- **TO BE DONE**: Recast the material from the line containing "Report one point per instance of the black athletic" through the line containing "[(488, 430)]" as a two-column CSV with the headers input and output. Give one row per entry, with each field in double quotes and any line breaks replaced by spaces.

[Stored records]
----

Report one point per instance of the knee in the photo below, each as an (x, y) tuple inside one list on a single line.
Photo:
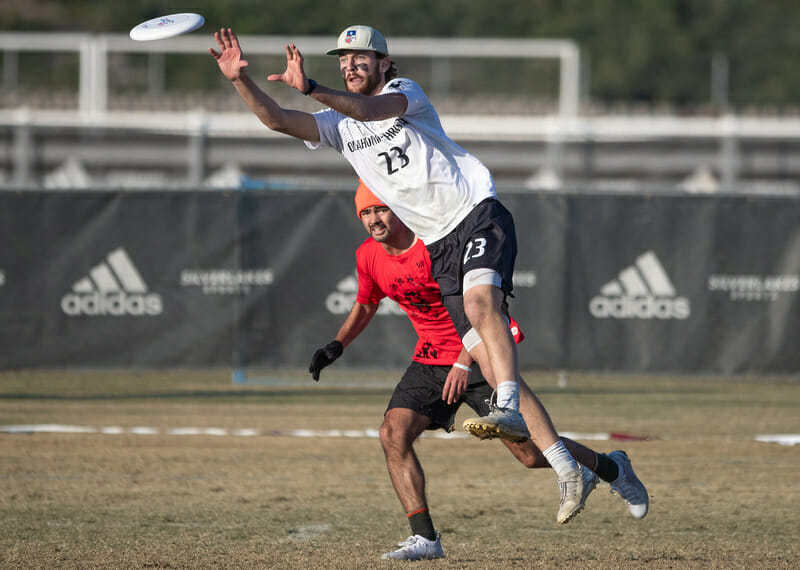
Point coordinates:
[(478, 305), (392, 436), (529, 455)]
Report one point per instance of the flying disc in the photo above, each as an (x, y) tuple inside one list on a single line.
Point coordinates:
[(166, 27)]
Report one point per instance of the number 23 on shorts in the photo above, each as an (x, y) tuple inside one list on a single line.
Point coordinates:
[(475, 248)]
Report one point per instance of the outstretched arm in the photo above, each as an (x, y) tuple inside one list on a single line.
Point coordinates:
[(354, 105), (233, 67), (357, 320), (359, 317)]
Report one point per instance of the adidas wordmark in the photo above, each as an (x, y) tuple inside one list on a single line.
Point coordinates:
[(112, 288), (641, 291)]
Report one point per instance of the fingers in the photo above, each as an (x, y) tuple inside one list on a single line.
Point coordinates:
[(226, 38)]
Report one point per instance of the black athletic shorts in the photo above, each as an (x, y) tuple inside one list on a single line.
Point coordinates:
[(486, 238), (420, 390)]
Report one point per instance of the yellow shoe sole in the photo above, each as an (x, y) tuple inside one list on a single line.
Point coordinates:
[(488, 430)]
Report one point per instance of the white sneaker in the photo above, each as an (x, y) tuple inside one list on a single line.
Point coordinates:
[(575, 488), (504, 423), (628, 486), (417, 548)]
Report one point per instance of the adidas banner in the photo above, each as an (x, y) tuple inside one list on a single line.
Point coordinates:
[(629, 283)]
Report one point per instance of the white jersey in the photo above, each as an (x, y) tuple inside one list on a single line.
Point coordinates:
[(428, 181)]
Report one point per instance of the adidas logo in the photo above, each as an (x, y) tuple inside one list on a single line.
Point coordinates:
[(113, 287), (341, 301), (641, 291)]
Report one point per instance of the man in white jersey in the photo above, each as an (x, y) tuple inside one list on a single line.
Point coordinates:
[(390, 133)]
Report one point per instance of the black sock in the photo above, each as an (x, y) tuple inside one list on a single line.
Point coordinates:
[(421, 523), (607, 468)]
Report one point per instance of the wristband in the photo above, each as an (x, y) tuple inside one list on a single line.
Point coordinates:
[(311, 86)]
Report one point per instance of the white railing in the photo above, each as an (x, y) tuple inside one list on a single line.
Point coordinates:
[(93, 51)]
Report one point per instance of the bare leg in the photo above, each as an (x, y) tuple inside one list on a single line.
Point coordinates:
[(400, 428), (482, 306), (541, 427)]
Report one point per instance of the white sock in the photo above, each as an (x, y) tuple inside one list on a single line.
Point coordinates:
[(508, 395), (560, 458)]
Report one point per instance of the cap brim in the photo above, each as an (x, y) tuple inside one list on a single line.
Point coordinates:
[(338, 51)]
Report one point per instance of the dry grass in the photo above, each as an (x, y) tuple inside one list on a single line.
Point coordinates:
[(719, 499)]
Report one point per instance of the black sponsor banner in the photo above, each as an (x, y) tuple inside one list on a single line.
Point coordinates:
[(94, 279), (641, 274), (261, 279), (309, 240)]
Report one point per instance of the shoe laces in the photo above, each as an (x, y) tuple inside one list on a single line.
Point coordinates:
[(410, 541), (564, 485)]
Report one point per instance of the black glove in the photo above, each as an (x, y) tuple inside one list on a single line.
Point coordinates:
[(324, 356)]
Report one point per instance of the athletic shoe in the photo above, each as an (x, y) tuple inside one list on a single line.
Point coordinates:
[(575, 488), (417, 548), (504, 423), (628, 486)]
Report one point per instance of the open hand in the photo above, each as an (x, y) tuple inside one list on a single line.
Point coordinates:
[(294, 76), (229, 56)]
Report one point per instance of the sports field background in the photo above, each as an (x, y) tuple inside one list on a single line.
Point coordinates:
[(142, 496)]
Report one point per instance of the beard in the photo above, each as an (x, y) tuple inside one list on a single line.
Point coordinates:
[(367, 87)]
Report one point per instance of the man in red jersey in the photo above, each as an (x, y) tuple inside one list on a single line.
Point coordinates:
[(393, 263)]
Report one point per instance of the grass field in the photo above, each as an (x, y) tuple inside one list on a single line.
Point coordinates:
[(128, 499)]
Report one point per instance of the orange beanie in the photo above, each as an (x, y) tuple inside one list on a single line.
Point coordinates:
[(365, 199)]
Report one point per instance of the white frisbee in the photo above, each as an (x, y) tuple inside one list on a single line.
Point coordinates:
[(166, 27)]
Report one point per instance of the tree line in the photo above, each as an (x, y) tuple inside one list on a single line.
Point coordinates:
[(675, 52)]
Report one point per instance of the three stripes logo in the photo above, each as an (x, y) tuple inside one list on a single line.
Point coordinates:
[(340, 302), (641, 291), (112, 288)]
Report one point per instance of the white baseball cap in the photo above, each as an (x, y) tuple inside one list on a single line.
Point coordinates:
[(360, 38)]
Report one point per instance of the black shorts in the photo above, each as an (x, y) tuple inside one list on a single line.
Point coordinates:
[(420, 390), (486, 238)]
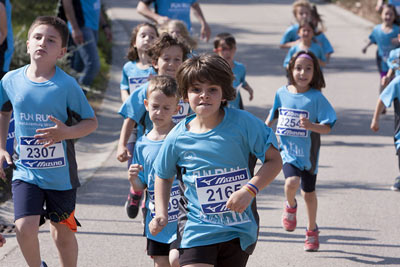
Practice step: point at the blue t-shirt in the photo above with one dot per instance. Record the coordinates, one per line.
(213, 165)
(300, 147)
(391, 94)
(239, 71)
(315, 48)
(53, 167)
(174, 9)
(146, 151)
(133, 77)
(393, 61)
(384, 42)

----

- **OUTPUT FOR THIS EXERCISE**:
input,output
"Report one point per instance of the black athletic shorts in the photo above, each as an (x, y) tuple inside one list on a single line. Point coordinates:","[(486, 238), (420, 390)]"
"Report one point per instance of the yellow shoe sole in the photo above, each as an (x, y) tuple inside one list on a single line. Point coordinates:","[(488, 430)]"